- [Given data]:
** start **

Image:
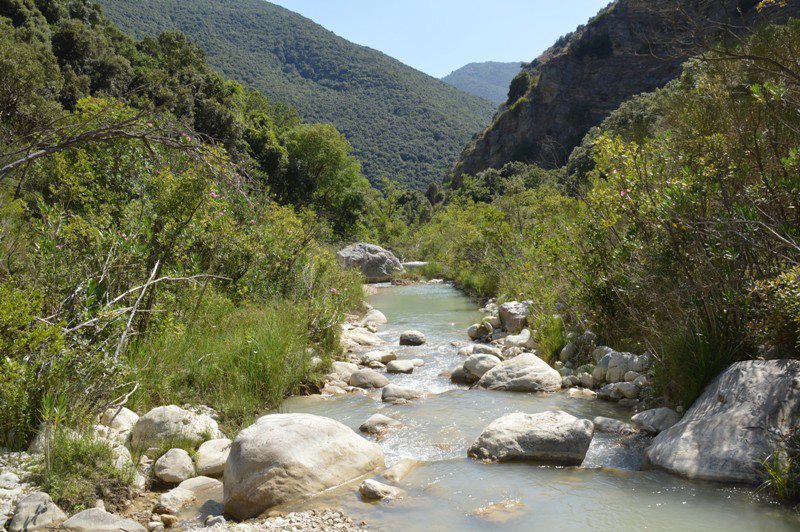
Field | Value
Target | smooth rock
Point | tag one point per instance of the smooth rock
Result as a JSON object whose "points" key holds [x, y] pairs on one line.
{"points": [[287, 457], [36, 511], [513, 316], [549, 436], [737, 422], [100, 520], [372, 490], [168, 425], [211, 457], [378, 424], [478, 365], [399, 395], [524, 373], [400, 366], [412, 338], [376, 264], [368, 379]]}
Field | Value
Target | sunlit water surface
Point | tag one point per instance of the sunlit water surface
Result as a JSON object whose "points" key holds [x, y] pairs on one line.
{"points": [[448, 490]]}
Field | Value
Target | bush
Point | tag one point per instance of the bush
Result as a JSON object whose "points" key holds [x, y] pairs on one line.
{"points": [[240, 361], [78, 470]]}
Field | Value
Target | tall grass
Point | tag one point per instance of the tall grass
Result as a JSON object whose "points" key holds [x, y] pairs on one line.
{"points": [[239, 361]]}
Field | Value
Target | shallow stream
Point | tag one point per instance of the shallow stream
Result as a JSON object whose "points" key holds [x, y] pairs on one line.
{"points": [[449, 491]]}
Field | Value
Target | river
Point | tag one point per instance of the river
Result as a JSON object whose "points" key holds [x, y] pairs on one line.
{"points": [[448, 490]]}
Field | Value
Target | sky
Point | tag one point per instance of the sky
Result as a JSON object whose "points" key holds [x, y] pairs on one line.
{"points": [[439, 36]]}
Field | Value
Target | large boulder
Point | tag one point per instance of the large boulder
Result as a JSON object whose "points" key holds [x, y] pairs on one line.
{"points": [[170, 425], [286, 457], [513, 316], [211, 457], [376, 264], [736, 423], [36, 511], [174, 466], [368, 378], [523, 373], [549, 436], [100, 520], [478, 365]]}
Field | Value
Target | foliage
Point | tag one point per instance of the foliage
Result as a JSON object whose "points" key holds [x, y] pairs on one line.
{"points": [[403, 124]]}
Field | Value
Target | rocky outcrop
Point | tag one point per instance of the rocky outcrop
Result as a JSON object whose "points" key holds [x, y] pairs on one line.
{"points": [[631, 47], [550, 436], [285, 457], [376, 264], [738, 421], [523, 373]]}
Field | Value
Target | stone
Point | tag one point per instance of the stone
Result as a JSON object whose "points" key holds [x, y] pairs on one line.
{"points": [[628, 390], [384, 357], [739, 419], [175, 500], [466, 351], [100, 520], [400, 366], [459, 375], [167, 425], [523, 340], [374, 316], [368, 379], [478, 365], [656, 420], [378, 424], [513, 315], [174, 467], [398, 395], [372, 490], [612, 426], [401, 469], [631, 376], [412, 338], [289, 457], [36, 511], [483, 349], [375, 263], [363, 337], [554, 436], [524, 373], [211, 457], [343, 370]]}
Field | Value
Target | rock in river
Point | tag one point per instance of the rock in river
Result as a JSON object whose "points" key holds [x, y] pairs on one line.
{"points": [[286, 457], [523, 373], [549, 436], [412, 338], [734, 425], [376, 264]]}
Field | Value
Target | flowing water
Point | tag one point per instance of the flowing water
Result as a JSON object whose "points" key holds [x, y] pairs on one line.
{"points": [[448, 491]]}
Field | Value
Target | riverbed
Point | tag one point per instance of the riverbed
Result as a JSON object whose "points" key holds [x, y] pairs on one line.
{"points": [[448, 491]]}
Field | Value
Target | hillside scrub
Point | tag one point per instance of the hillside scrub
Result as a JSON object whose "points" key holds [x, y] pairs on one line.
{"points": [[681, 236], [139, 211]]}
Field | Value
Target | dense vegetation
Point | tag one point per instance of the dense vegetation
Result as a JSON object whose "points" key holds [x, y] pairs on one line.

** end **

List every line in the records that contains the word "dense".

Target | dense vegetation
Point | tag one point per instance of the dense vegetation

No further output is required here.